### SOURCE MATERIAL

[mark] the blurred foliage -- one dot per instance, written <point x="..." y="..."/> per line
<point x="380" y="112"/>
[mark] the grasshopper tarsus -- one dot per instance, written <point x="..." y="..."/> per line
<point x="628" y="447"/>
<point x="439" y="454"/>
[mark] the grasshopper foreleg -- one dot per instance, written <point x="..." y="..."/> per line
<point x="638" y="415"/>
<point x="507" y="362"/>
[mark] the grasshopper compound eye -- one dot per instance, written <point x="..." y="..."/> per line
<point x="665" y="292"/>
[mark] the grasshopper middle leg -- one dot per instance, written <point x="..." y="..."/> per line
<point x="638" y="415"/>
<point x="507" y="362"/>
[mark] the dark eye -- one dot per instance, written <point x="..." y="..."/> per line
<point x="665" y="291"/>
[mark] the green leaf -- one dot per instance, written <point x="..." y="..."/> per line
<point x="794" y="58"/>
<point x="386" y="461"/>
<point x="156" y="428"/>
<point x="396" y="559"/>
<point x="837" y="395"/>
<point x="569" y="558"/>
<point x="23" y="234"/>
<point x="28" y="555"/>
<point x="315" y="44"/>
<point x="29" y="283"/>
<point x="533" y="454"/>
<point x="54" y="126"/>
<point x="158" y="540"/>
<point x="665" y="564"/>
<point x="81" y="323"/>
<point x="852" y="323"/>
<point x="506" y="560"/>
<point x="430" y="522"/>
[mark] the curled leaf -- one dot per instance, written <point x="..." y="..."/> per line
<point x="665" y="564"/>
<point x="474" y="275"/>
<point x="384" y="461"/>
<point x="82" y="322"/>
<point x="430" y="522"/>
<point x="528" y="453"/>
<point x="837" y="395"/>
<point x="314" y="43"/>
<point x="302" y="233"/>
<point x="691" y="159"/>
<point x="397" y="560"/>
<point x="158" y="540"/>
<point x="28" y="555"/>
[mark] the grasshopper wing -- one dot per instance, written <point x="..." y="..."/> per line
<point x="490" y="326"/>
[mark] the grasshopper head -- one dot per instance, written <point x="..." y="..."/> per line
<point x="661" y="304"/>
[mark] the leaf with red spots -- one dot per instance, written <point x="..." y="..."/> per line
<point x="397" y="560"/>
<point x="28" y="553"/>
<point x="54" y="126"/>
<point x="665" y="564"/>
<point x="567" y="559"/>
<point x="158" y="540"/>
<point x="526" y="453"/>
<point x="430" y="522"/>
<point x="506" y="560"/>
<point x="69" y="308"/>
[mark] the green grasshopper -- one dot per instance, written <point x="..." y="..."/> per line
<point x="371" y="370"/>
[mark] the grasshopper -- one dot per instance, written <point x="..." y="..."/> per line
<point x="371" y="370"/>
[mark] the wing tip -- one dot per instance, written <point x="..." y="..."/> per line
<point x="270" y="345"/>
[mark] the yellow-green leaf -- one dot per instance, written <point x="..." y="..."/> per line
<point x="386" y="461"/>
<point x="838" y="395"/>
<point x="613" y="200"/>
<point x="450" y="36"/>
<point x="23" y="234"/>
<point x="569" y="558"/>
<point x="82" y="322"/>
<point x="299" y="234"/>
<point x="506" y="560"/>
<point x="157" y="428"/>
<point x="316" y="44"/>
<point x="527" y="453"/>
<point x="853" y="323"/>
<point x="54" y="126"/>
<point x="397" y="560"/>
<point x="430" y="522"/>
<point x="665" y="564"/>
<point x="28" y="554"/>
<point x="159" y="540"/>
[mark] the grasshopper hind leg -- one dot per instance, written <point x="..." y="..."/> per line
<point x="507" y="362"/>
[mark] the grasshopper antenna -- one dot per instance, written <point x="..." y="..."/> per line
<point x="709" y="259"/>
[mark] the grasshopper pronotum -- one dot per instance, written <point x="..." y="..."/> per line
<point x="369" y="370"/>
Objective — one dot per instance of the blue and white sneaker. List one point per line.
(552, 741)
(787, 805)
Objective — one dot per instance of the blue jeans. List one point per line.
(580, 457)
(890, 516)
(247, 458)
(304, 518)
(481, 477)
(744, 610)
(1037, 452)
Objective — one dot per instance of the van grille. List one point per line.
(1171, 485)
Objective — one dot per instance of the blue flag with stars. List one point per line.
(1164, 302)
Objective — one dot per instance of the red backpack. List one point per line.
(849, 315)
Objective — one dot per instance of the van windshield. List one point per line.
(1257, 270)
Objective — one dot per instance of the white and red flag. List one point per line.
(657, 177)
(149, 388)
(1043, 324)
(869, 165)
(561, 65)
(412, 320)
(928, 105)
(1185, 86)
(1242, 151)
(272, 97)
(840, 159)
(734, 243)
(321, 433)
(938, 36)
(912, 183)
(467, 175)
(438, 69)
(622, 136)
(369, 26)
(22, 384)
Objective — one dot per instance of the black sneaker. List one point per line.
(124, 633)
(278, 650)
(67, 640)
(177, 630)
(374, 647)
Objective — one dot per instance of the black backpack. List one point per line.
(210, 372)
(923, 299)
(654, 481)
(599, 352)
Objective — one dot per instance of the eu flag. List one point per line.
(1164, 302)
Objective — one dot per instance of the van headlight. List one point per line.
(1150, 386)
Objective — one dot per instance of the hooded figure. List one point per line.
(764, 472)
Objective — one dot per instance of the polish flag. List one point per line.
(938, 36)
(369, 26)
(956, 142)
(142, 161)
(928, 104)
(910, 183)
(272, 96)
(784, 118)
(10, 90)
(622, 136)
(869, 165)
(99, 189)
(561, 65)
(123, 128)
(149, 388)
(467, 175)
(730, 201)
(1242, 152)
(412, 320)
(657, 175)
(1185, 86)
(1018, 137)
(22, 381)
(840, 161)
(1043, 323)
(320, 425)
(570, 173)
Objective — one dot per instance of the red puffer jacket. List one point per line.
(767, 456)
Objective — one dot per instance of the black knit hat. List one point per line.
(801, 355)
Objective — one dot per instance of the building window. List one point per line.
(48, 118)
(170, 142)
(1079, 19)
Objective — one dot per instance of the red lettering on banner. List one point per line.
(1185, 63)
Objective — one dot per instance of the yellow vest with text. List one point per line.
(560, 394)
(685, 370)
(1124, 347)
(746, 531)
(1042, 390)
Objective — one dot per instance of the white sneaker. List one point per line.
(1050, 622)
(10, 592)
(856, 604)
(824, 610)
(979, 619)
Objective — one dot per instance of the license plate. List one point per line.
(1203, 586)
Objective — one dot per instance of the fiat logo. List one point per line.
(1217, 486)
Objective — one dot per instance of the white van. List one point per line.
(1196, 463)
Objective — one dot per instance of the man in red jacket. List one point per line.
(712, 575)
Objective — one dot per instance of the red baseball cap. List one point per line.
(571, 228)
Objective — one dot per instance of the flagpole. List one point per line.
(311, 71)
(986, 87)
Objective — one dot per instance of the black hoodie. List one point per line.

### DIRECTIONS FOR THIS TASK
Please reproduce each line above exactly as written.

### ANSWER TO THE EXERCISE
[mark] the blurred foliage -- one dot per instance, written <point x="..." y="..."/> per line
<point x="380" y="112"/>
[mark] the grasshopper tarsus -- one dot per instance, written <point x="..." y="..."/> per line
<point x="628" y="447"/>
<point x="439" y="454"/>
[mark] the grasshopper foreleg -- one dot per instance, written <point x="..." y="..."/> per line
<point x="638" y="415"/>
<point x="507" y="362"/>
[mark] the grasshopper compound eye -- one dot per instance, written <point x="..." y="..."/> per line
<point x="665" y="292"/>
[mark] the grasshopper middle leg -- one dot per instance, written <point x="..." y="..."/> per line
<point x="638" y="415"/>
<point x="507" y="362"/>
[mark] the dark eye -- one dot per instance, written <point x="..." y="..."/> per line
<point x="665" y="291"/>
[mark] the green leaf -- one dot per instance, written <point x="..." y="..."/> per line
<point x="794" y="58"/>
<point x="386" y="461"/>
<point x="156" y="428"/>
<point x="396" y="559"/>
<point x="837" y="395"/>
<point x="569" y="558"/>
<point x="23" y="234"/>
<point x="28" y="555"/>
<point x="315" y="44"/>
<point x="29" y="283"/>
<point x="533" y="454"/>
<point x="54" y="126"/>
<point x="158" y="540"/>
<point x="665" y="564"/>
<point x="81" y="323"/>
<point x="852" y="323"/>
<point x="506" y="560"/>
<point x="430" y="522"/>
[mark] the curled leaf -- one dot per instance, written <point x="..." y="..."/> per line
<point x="665" y="564"/>
<point x="474" y="275"/>
<point x="384" y="461"/>
<point x="82" y="322"/>
<point x="430" y="522"/>
<point x="528" y="453"/>
<point x="837" y="395"/>
<point x="314" y="43"/>
<point x="302" y="233"/>
<point x="691" y="159"/>
<point x="397" y="560"/>
<point x="158" y="540"/>
<point x="28" y="555"/>
[mark] the grasshopper wing -- one dot per instance, written <point x="..." y="..."/> per line
<point x="490" y="326"/>
[mark] the grasshopper head -- one dot per instance, written <point x="..." y="..."/> per line
<point x="661" y="304"/>
[mark] the leaf with red spots -- one dot per instance, written <point x="..." y="..."/> per line
<point x="397" y="560"/>
<point x="28" y="553"/>
<point x="54" y="126"/>
<point x="665" y="564"/>
<point x="567" y="559"/>
<point x="158" y="540"/>
<point x="526" y="453"/>
<point x="430" y="522"/>
<point x="506" y="560"/>
<point x="69" y="308"/>
[mark] the green grasshopper -- one dot per instance, written <point x="..." y="..."/> per line
<point x="371" y="370"/>
[mark] the grasshopper -- one dot per instance, written <point x="..." y="..."/> per line
<point x="371" y="370"/>
[mark] the wing tip -- one dot per instance, written <point x="..." y="..."/> per line
<point x="270" y="345"/>
[mark] the yellow-green leaf -- one dot per instance, written <point x="..." y="..."/> per line
<point x="386" y="461"/>
<point x="838" y="395"/>
<point x="613" y="200"/>
<point x="450" y="36"/>
<point x="23" y="234"/>
<point x="569" y="558"/>
<point x="82" y="322"/>
<point x="299" y="234"/>
<point x="506" y="560"/>
<point x="157" y="428"/>
<point x="316" y="44"/>
<point x="527" y="453"/>
<point x="853" y="323"/>
<point x="54" y="126"/>
<point x="397" y="560"/>
<point x="430" y="522"/>
<point x="665" y="564"/>
<point x="28" y="554"/>
<point x="159" y="540"/>
[mark] the grasshopper hind leg -- one dot per instance, written <point x="..." y="..."/> per line
<point x="507" y="362"/>
[mark] the grasshopper antenna -- one dot per instance, written <point x="..." y="..."/> per line
<point x="709" y="259"/>
[mark] the grasshopper pronotum -- one dot per instance, written <point x="..." y="..."/> per line
<point x="369" y="370"/>
Objective — one dot per instance of the blue and white sneaker. List one point per line.
(552, 741)
(787, 805)
Objective — one dot per instance of the blue jeans. List one point per line.
(580, 457)
(890, 516)
(247, 458)
(304, 518)
(481, 477)
(744, 610)
(1037, 452)
Objective — one dot per instance of the van grille. List one point per line.
(1171, 485)
Objective — one dot per instance of the blue flag with stars. List one point per line.
(1164, 302)
Objective — one dot per instance of the red backpack. List one point per line.
(849, 315)
Objective — one dot per instance of the van windshield. List one point per line.
(1257, 270)
Objective — one dot per instance of the white and red flag. List one point per line.
(657, 177)
(149, 388)
(1043, 324)
(869, 165)
(561, 65)
(412, 320)
(928, 105)
(1185, 86)
(1242, 151)
(272, 97)
(840, 159)
(734, 243)
(321, 433)
(938, 36)
(912, 183)
(467, 175)
(438, 69)
(622, 136)
(369, 26)
(22, 384)
Objective — one dot per instance of the black sneaker. List one point per line.
(124, 633)
(278, 650)
(67, 640)
(177, 630)
(374, 647)
Objective — one dot per instance of the black backpack. List one point per line.
(210, 372)
(923, 299)
(654, 481)
(599, 352)
Objective — one dot per instance of the eu flag. List one point per line.
(1164, 302)
Objective — one dot per instance of the van headlight. List one point per line.
(1150, 386)
Objective — one dot per instance of the hooded figure. List one point per line.
(764, 472)
Objective — one dot per instance of the polish flag. List one point per line.
(938, 36)
(369, 26)
(956, 142)
(142, 161)
(928, 104)
(910, 183)
(272, 96)
(784, 118)
(10, 90)
(622, 136)
(869, 165)
(99, 189)
(561, 65)
(123, 128)
(149, 388)
(467, 175)
(730, 201)
(1242, 152)
(412, 320)
(657, 175)
(1185, 86)
(1018, 137)
(22, 381)
(840, 161)
(1043, 323)
(320, 425)
(570, 173)
Objective — one dot per instance of the red puffer jacket. List one point per line.
(767, 456)
Objective — one dot per instance of the black knit hat. List one point per line.
(801, 355)
Objective — one dot per instance of the building window. List one point per line.
(48, 118)
(170, 142)
(1079, 19)
Objective — one dot per instance of the red lettering on banner. List one point per line.
(1185, 63)
Objective — one dot per instance of the yellow vest with text. List one point per line.
(560, 394)
(685, 370)
(1124, 347)
(746, 531)
(1042, 390)
Objective — one dot per instance of the white sneaker. List one point per line.
(1050, 622)
(10, 592)
(856, 604)
(824, 610)
(979, 619)
Objective — one dot per instance of the license plate. List one point per line.
(1203, 586)
Objective — one dot per instance of the fiat logo. List one point per line.
(1217, 486)
Objective — one dot per instance of the white van. List one point per line.
(1196, 463)
Objective — one dot per instance of the man in red jacket. List one point per line.
(712, 575)
Objective — one dot per instance of the red baseball cap. List one point per line.
(571, 228)
Objective — one dot per instance of the flagpole. List one point per line.
(311, 71)
(986, 87)
Objective — one dot per instance of the black hoodie. List one point per line.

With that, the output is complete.